Exercise brief:
Transcribe exactly, and only, the lines from the one containing "Regulatory review: blurred green" through the last line of the data.

Collected data:

= = =

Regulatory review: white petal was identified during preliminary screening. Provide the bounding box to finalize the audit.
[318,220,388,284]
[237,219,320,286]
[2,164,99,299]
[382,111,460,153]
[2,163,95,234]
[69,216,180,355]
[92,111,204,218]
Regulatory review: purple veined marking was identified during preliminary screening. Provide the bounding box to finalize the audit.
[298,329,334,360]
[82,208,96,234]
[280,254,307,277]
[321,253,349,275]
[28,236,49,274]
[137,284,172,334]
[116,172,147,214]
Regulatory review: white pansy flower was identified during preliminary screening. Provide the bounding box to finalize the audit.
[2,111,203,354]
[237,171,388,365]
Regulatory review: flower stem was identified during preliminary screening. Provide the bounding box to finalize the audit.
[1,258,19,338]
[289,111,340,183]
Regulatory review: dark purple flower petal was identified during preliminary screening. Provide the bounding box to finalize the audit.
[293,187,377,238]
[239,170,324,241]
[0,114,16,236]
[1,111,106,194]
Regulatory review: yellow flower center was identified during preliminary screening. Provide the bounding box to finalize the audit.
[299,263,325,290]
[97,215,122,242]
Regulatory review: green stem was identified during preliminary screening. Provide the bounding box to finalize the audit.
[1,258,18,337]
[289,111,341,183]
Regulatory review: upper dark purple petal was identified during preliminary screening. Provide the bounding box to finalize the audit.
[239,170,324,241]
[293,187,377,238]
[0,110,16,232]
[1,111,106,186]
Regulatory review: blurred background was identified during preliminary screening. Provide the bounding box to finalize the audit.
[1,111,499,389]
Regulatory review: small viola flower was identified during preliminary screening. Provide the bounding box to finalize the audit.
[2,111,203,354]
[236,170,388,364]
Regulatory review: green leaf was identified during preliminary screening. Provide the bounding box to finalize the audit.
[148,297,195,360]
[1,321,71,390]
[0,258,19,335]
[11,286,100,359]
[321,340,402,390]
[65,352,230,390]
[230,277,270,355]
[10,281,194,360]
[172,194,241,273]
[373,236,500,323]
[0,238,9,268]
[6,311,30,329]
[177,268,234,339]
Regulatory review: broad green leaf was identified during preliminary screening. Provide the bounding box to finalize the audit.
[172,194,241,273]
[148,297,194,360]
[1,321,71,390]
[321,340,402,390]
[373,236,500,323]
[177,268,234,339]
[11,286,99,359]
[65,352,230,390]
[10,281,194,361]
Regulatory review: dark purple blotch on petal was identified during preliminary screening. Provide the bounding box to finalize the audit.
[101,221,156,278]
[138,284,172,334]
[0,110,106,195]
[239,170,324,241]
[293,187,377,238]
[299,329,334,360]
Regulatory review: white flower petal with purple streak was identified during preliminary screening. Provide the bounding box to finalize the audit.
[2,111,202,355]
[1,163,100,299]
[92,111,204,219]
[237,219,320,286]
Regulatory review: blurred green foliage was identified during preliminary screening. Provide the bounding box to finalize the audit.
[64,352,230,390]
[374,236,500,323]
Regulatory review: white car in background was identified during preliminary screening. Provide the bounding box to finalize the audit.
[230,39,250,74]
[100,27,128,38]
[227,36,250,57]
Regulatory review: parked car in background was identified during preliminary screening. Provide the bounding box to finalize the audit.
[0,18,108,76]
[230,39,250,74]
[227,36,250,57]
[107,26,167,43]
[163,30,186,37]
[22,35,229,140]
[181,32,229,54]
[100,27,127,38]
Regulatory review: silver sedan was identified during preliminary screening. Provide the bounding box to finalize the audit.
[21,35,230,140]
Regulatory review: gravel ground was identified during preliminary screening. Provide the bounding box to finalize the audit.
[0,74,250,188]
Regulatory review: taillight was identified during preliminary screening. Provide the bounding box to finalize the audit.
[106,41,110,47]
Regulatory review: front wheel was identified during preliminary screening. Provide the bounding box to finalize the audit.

= = =

Solution to the problem:
Regulatory review: blurred green foliage was identified during preliminary screening. Provide the bounding box to finalize the audit.
[64,352,230,390]
[374,236,500,323]
Regulatory review: white car in background was identified during preliminary screening. Provide the bounding box to finalize the audit.
[230,39,250,74]
[100,27,128,38]
[227,36,250,57]
Regulatory review: parked car in background was identified during preliminary screening. Provide the bounding box to finalize the audit.
[0,18,108,76]
[230,39,250,74]
[227,36,250,57]
[107,26,167,43]
[163,30,186,37]
[22,35,229,140]
[181,32,229,54]
[100,27,127,38]
Regulatory review: silver sedan was identified during preliminary screening. Provide the bounding box to finalize the audit.
[21,35,230,140]
Regulatory review: gravel ground was identified during preliminary screening. Provide the bounding box to finalize the audit.
[0,74,250,188]
Regulatory review: taillight was identified during preliminary screening. Provide the bounding box to finalize the audit.
[106,41,110,47]
Regulatory review: front wheel was identified during preliminary screening. Provide the bounding box to finalize the audit.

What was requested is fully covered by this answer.